▶ MATERIAL SUPPLIED:
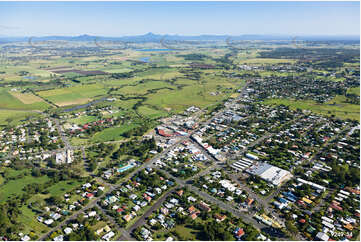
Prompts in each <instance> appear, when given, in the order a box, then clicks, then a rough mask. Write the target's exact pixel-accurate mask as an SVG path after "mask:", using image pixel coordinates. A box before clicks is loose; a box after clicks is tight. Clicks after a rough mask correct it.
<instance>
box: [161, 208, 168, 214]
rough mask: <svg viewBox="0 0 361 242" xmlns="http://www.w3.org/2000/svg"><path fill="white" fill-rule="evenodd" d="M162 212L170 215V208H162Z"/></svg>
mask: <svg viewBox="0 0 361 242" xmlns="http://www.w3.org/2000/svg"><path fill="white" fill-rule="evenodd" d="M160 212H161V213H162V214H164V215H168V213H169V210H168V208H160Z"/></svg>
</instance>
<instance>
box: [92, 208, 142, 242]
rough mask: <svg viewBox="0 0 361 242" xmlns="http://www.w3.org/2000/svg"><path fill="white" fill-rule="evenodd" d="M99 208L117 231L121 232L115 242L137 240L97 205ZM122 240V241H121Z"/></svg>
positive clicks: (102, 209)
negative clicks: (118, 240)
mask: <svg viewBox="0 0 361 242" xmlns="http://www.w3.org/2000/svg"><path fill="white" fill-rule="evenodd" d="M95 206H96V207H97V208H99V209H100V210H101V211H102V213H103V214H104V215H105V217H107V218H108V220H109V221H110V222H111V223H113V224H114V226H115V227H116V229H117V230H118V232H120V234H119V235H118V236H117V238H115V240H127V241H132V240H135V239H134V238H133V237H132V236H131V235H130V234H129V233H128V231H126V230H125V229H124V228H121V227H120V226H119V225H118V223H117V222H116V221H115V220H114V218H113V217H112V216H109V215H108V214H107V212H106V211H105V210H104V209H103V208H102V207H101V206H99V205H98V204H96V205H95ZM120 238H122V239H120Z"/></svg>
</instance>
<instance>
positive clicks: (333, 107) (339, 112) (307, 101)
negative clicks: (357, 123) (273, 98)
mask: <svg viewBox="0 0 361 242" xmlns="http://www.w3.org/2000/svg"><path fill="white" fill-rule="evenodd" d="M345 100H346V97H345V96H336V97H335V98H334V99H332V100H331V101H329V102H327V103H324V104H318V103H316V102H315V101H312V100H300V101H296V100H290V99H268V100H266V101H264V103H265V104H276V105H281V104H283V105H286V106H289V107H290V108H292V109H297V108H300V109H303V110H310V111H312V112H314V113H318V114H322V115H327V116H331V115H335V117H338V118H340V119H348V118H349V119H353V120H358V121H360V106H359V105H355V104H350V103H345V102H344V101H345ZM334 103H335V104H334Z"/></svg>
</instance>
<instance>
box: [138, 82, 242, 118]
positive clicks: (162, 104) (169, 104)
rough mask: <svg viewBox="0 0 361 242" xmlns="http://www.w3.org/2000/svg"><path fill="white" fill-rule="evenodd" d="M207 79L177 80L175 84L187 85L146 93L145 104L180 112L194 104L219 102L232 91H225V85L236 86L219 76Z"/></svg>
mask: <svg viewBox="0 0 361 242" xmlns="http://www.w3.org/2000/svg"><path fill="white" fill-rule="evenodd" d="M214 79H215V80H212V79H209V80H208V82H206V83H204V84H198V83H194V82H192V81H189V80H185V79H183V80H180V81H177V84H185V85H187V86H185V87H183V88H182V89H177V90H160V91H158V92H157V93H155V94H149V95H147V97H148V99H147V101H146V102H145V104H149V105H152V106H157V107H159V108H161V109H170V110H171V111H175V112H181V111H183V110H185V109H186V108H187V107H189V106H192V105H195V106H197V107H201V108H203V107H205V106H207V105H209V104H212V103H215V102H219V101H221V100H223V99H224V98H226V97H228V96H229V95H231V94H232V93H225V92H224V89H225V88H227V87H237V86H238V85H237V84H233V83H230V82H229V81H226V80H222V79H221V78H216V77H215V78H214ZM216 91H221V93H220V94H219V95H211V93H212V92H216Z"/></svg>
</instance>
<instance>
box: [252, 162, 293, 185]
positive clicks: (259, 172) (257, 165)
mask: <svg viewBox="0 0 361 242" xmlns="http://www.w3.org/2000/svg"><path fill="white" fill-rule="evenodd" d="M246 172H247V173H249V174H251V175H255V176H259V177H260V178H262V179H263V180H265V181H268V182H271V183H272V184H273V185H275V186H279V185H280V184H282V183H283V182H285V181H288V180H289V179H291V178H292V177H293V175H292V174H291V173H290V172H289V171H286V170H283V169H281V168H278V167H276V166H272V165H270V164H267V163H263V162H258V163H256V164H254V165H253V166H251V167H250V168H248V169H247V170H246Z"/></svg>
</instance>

▶ TASK:
The records above are to be retyped exactly, with every picture left out.

▶ RESPONSE BOX:
Prompts in each <instance> appear, when given, in the order a box, then clicks, then a rough mask. Write the target's exact pixel-accurate mask as an SVG path after "mask:", using image pixel coordinates. A box before clicks is loose; a box after clicks is tight. Clicks after a rough mask correct it.
<instance>
box: [161, 208, 168, 214]
rough mask: <svg viewBox="0 0 361 242" xmlns="http://www.w3.org/2000/svg"><path fill="white" fill-rule="evenodd" d="M162 212L170 215V208H162Z"/></svg>
mask: <svg viewBox="0 0 361 242" xmlns="http://www.w3.org/2000/svg"><path fill="white" fill-rule="evenodd" d="M160 212H161V213H162V214H164V215H168V213H169V210H168V208H160Z"/></svg>
</instance>
<instance>
box: [92, 208, 142, 242]
rough mask: <svg viewBox="0 0 361 242" xmlns="http://www.w3.org/2000/svg"><path fill="white" fill-rule="evenodd" d="M99 208L117 231L121 232L115 242L137 240L97 205ZM122 240V241H121Z"/></svg>
positive clicks: (102, 209)
negative clicks: (118, 240)
mask: <svg viewBox="0 0 361 242" xmlns="http://www.w3.org/2000/svg"><path fill="white" fill-rule="evenodd" d="M95 206H96V207H97V208H99V209H100V210H101V211H102V213H103V214H104V215H105V217H107V218H108V220H109V221H110V222H111V223H113V224H114V226H115V227H116V229H117V230H118V232H120V234H119V235H118V236H117V238H115V240H127V241H132V240H135V239H134V238H133V237H132V236H131V235H130V234H129V233H128V231H126V230H125V229H124V228H121V227H120V226H119V225H118V223H117V222H116V221H115V220H114V218H113V217H112V216H109V215H108V214H107V212H106V211H105V210H104V209H103V208H102V207H101V206H99V205H98V204H96V205H95ZM120 238H122V239H120Z"/></svg>
</instance>
<instance>
positive clicks: (333, 107) (339, 112) (307, 101)
negative clicks: (357, 123) (273, 98)
mask: <svg viewBox="0 0 361 242" xmlns="http://www.w3.org/2000/svg"><path fill="white" fill-rule="evenodd" d="M345 100H346V97H345V96H336V97H335V98H334V99H332V100H331V101H329V102H327V103H324V104H318V103H316V102H315V101H312V100H300V101H296V100H290V99H268V100H266V101H264V103H265V104H276V105H281V104H283V105H286V106H289V107H290V108H292V109H297V108H300V109H303V110H310V111H312V112H314V113H318V114H322V115H327V116H331V115H335V117H338V118H340V119H348V118H349V119H353V120H358V121H360V106H359V105H355V104H350V103H345V102H344V101H345ZM334 103H335V104H334Z"/></svg>
</instance>
<instance>
box: [138, 82, 242, 118]
positive clicks: (162, 104) (169, 104)
rough mask: <svg viewBox="0 0 361 242" xmlns="http://www.w3.org/2000/svg"><path fill="white" fill-rule="evenodd" d="M207 79L177 80L175 84L187 85L146 93L145 104L180 112L194 104L219 102L232 91H225V85L236 86L219 76Z"/></svg>
mask: <svg viewBox="0 0 361 242" xmlns="http://www.w3.org/2000/svg"><path fill="white" fill-rule="evenodd" d="M214 79H215V80H212V79H209V80H208V82H206V83H204V84H198V83H194V82H192V81H189V80H185V79H183V80H180V81H177V84H185V85H187V86H185V87H183V88H182V89H177V90H160V91H158V92H157V93H155V94H149V95H147V97H148V99H147V101H146V102H145V104H149V105H152V106H157V107H159V108H161V109H170V110H171V111H175V112H181V111H183V110H185V109H186V108H187V107H189V106H192V105H195V106H197V107H201V108H203V107H205V106H207V105H209V104H212V103H215V102H219V101H221V100H223V99H224V98H226V97H228V96H229V95H231V94H232V93H225V92H224V89H225V88H227V87H237V86H238V85H237V84H233V83H230V82H229V81H226V80H222V79H221V78H216V77H215V78H214ZM216 91H221V93H220V94H219V95H211V93H212V92H216Z"/></svg>
</instance>
<instance>
box: [252, 162, 293, 185]
positive clicks: (259, 172) (257, 165)
mask: <svg viewBox="0 0 361 242" xmlns="http://www.w3.org/2000/svg"><path fill="white" fill-rule="evenodd" d="M246 172H247V173H249V174H251V175H255V176H259V177H260V178H262V179H263V180H265V181H268V182H271V183H272V184H273V185H275V186H279V185H280V184H282V183H283V182H285V181H288V180H289V179H291V178H292V177H293V175H292V174H291V173H290V172H289V171H286V170H283V169H281V168H278V167H276V166H272V165H270V164H267V163H263V162H258V163H256V164H254V165H253V166H251V167H250V168H248V169H247V170H246Z"/></svg>
</instance>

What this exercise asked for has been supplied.